Please print all of the records shown below, exactly as given.

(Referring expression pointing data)
___
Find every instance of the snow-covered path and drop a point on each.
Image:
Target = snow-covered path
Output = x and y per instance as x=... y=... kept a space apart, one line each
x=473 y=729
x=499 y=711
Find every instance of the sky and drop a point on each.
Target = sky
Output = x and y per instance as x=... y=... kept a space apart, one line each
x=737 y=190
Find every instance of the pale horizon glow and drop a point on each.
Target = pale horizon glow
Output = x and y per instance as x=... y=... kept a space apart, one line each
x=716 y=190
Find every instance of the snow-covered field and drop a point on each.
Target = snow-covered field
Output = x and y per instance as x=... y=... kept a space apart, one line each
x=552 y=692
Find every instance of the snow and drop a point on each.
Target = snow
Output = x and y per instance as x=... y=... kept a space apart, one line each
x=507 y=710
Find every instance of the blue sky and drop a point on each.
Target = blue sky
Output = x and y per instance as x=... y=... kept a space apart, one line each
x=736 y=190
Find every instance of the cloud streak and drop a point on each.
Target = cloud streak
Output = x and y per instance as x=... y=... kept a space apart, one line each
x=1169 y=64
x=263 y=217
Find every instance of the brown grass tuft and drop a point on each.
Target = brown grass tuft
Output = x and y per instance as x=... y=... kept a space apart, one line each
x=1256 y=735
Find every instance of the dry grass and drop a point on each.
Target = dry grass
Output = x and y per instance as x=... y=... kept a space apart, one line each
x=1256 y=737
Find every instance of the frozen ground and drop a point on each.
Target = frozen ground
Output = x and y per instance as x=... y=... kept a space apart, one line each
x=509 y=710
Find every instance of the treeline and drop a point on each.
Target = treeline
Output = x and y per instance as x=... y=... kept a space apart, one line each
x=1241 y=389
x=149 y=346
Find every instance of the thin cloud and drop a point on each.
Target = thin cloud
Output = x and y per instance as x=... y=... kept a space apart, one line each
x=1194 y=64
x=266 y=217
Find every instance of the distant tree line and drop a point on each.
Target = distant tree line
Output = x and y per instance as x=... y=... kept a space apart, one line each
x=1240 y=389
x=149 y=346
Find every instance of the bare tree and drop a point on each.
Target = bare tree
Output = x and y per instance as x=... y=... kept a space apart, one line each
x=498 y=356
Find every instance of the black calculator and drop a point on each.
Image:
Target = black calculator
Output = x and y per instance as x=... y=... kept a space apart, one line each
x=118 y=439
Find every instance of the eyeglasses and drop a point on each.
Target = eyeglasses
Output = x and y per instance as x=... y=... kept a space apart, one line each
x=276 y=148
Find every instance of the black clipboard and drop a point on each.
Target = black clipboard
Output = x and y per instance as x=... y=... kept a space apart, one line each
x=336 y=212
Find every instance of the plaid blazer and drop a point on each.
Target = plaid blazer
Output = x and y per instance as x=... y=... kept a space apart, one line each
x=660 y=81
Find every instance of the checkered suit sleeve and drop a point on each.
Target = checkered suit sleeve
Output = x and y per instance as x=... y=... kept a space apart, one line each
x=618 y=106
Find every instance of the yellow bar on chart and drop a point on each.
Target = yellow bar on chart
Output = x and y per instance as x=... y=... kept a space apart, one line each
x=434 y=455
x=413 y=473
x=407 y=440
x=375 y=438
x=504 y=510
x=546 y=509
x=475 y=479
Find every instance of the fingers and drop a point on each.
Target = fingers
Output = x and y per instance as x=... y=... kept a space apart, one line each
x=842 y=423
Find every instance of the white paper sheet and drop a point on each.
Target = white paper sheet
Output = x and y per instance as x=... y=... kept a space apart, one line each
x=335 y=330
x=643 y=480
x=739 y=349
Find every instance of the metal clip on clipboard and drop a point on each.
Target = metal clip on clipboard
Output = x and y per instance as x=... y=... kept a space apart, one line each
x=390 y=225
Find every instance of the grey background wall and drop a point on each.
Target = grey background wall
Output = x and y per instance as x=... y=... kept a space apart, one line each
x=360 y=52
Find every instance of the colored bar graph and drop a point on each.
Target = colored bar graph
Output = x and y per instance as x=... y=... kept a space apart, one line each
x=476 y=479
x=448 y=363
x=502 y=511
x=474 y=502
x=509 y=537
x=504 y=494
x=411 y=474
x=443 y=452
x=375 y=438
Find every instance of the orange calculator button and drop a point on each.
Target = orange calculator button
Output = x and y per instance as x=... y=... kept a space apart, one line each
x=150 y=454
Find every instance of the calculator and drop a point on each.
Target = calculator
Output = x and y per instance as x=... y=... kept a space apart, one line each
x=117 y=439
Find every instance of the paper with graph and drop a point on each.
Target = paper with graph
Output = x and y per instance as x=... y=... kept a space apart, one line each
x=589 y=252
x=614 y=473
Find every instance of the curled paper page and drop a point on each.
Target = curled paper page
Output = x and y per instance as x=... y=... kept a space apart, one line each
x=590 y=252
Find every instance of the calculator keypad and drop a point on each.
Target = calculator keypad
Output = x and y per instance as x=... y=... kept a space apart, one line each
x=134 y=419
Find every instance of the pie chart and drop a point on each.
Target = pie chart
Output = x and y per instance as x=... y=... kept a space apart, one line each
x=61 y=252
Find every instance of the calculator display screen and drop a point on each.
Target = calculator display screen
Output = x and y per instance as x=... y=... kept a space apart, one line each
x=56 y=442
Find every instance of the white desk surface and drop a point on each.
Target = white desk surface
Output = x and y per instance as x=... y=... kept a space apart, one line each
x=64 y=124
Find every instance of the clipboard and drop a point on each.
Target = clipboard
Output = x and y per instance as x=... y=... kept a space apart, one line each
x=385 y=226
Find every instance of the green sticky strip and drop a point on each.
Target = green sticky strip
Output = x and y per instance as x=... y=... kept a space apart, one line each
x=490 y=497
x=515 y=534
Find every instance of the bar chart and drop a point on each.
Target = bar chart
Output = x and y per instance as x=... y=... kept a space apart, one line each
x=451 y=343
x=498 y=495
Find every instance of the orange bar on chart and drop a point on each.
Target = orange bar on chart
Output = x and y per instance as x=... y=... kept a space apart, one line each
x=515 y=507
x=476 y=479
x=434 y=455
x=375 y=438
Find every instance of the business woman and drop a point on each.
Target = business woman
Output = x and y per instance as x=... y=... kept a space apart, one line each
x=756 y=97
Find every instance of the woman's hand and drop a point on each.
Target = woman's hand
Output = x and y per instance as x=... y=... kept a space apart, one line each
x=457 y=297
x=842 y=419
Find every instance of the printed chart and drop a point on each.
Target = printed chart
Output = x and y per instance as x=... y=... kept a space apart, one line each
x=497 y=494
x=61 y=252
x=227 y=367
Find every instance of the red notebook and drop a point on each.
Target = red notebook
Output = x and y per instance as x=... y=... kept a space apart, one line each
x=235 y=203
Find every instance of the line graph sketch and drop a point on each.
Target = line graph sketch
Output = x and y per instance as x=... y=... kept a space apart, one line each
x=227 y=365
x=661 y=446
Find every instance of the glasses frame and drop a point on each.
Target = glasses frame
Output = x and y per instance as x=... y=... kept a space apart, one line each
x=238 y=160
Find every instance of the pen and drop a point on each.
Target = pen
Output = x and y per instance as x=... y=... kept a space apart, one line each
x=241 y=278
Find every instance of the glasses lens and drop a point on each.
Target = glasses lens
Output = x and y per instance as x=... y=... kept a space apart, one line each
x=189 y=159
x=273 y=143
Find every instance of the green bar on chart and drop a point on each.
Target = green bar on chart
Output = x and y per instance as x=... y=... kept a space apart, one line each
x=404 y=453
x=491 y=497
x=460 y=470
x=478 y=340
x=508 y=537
___
▶ **RESPONSE AREA**:
Find every instance of the snow-covered path and drop a point on each.
Image:
Target = snow-covered path
Output = x and y per instance as x=... y=... kept a space apart, one line each
x=473 y=729
x=499 y=711
Find every instance of the sky and drop a point on each.
Target = sky
Output = x and y per instance as x=... y=... kept a space apart, one line each
x=737 y=190
Find every instance of the pale horizon glow and drop a point on each.
Target = pale horizon glow
Output = x and y per instance as x=... y=... kept a space apart, one line each
x=716 y=190
Find every instance of the snow-covered field and drop a point on each.
Target = snow-covered field
Output = x and y per instance as x=... y=... kept a space apart, one line each
x=552 y=692
Find every instance of the snow and drop a point on each.
Target = snow
Output = x and y per instance as x=... y=... kept a space apart, one line each
x=507 y=710
Find every instance of the blue sky and drop a point on each.
Target = blue sky
Output = x and y per instance as x=... y=... kept a space apart, one line each
x=736 y=190
Find every instance of the cloud streak and drop a point on each.
Target = cloud streak
Output = x and y per instance as x=... y=... kept a space apart, one line each
x=1169 y=64
x=263 y=217
Find every instance of the brown grass tuft and drop a point on each.
Target = brown grass tuft
Output = x and y per instance as x=... y=... kept a space apart, one line each
x=1256 y=735
Find every instance of the dry grass and drop a point on each.
Target = dry grass
Output = x and y per instance as x=... y=... kept a space apart, one line each
x=1256 y=737
Find every instance of the frozen ground and drop a point on each.
Target = frozen ground
Output = x and y per instance as x=... y=... kept a space apart, one line each
x=509 y=710
Find every instance of the treeline and drop a point on each.
Target = treeline
Output = x and y per instance as x=... y=... kept a space apart, one line each
x=1241 y=389
x=149 y=346
Find every instance of the thin cloud and drop a point on each.
Target = thin cloud
Output = x and y per instance as x=... y=... kept a space apart, one line each
x=1194 y=64
x=266 y=217
Find every instance of the distant tree line and drop a point on each.
Target = distant tree line
Output = x and y per instance as x=... y=... kept a space apart, one line each
x=1240 y=389
x=149 y=346
Find every instance of the bare tree and drop a point on each.
Target = bare tree
Output = x and y per instance as x=... y=... kept a space apart, one line each
x=498 y=356
Find every instance of the black calculator and drop a point on each.
Image:
Target = black calculator
Output = x and y per instance as x=... y=... kept a space apart, one line each
x=118 y=439
Find every instance of the eyeglasses and drop a point on each.
Target = eyeglasses
Output = x and y per instance as x=... y=... kept a space apart, one line each
x=276 y=148
Find every instance of the black clipboard and drop a point on each.
Target = black clipboard
Output = x and y per instance as x=... y=... kept a space apart, one line each
x=336 y=212
Find every instance of the plaid blazer and drop a point on each.
Target = plaid blazer
Output = x and y per instance as x=... y=... kept a space apart, one line each
x=660 y=81
Find every instance of the checkered suit sleeve and drop a point on each.
Target = checkered suit sleeve
Output = x and y per instance as x=... y=... kept a space apart, one line each
x=618 y=106
Find every instance of the yellow bar on chart and drop a point on each.
Target = yellow bar on chart
Output = x and y per instance as x=... y=... kept a space apart, one line each
x=434 y=455
x=413 y=473
x=407 y=440
x=375 y=438
x=504 y=510
x=546 y=509
x=475 y=479
Find every instance of the fingers and drop a point on each.
Target = fingers
Output = x and y per instance as x=... y=... kept a space apart, one line each
x=842 y=423
Find every instance of the white paper sheet and drop a point on each.
Target = white paper sheet
Output = x and y per instance as x=... y=... kept a space apart, one line each
x=335 y=330
x=643 y=480
x=739 y=349
Find every instance of the metal clip on clipboard and drop a point on each.
Target = metal clip on clipboard
Output = x and y per instance as x=... y=... kept a space apart, one line each
x=390 y=225
Find every instance of the grey background wall and drop a point on each.
Target = grey background wall
Output = x and y per instance as x=... y=... kept a space apart, one line each
x=360 y=52
Find every instance of the colored bar graph and drop a point on each.
Target = colored bar graph
Output = x and y per instance as x=... y=... kept a space apart, one line each
x=476 y=479
x=448 y=363
x=502 y=511
x=474 y=502
x=509 y=537
x=504 y=494
x=411 y=474
x=443 y=452
x=375 y=438
Find every instance of the orange calculator button and drop a point on each.
Target = orange calculator button
Output = x and y per instance as x=... y=... kept a space apart, one line each
x=150 y=454
Find every instance of the calculator and drop a point on each.
Target = calculator
Output = x and y per instance as x=... y=... kept a space apart, one line each
x=117 y=439
Find every instance of the paper with graph and drop a point on each.
Target = paper with graph
Output = x and y per instance as x=... y=... kept a space apart, one line each
x=589 y=252
x=614 y=473
Find every instance of the curled paper page and drop a point on each.
Target = curled paper page
Output = x and y per instance as x=... y=... kept a space apart, one line each
x=590 y=252
Find every instance of the calculator keypad and drop a point on each.
Target = calculator keypad
Output = x and y per instance as x=... y=... kept a space apart, one line each
x=134 y=419
Find every instance of the pie chart and drop a point on each.
Target = pie chart
Output = x and y per instance as x=... y=... kept a space apart, one line each
x=61 y=252
Find every instance of the calculator display screen and drop a point on each.
Target = calculator display screen
Output = x and y per instance as x=... y=... kept a space apart, one line each
x=56 y=442
Find every instance of the white desk surface and drop a point on each.
Target = white desk surface
Output = x and y per instance as x=... y=... kept a space apart, one line each
x=64 y=124
Find every instance of the clipboard and drop a point on each.
Target = clipboard
Output = x and y per instance as x=... y=... kept a space apart, one line each
x=385 y=226
Find every instance of the green sticky strip and drop a point on each.
Target = green sticky strip
Output = x and y per instance as x=... y=... kept a space apart, one line each
x=490 y=497
x=515 y=534
Find every instance of the bar chart and drop a point on each.
Target = bar chart
Output = x and y per instance as x=... y=... kept a space apart, one line each
x=451 y=343
x=498 y=495
Find every instance of the orange bar on chart and drop a point on each.
Target = orange bar on chart
Output = x and y per instance as x=... y=... kept a space apart, one line each
x=515 y=507
x=476 y=479
x=434 y=455
x=375 y=438
Find every instance of the business woman and drop a point on each.
Target = business woman
Output = x and y per instance as x=... y=... kept a space apart, one line each
x=756 y=97
Find every instance of the woman's hand and drop a point on each.
Target = woman's hand
Output = x and y per instance as x=... y=... kept a space apart, one line each
x=457 y=297
x=842 y=419
Find every instance of the printed chart and drop a point on each.
Target = printed chart
Output = x and y per instance as x=... y=... kept a space apart, one line each
x=497 y=494
x=61 y=252
x=227 y=367
Find every instance of the red notebook and drop a point on each.
Target = red notebook
Output = x and y per instance as x=... y=... kept a space apart, one line each
x=235 y=203
Find every instance of the line graph sketch and drop a point on each.
Target = line graph sketch
Output = x and y per instance as x=... y=... kept a space apart, one line each
x=227 y=365
x=661 y=446
Find every instance of the glasses frame and drop a point on each.
Target = glasses frame
Output = x and y per instance as x=... y=... kept a space apart, one line each
x=238 y=160
Find every instance of the pen and drop a point on each.
Target = pen
Output = x and y per instance as x=... y=... kept a space apart, one line each
x=241 y=278
Find every instance of the glasses lens and drop a point on each.
Target = glasses lens
Output = x and y per instance as x=... y=... kept a space apart, one line each
x=189 y=159
x=273 y=143
Find every instance of the green bar on chart and drop a point on each.
Target = green bar on chart
Output = x and y per instance as x=... y=... kept a space apart, one line each
x=404 y=453
x=491 y=497
x=460 y=470
x=478 y=340
x=508 y=537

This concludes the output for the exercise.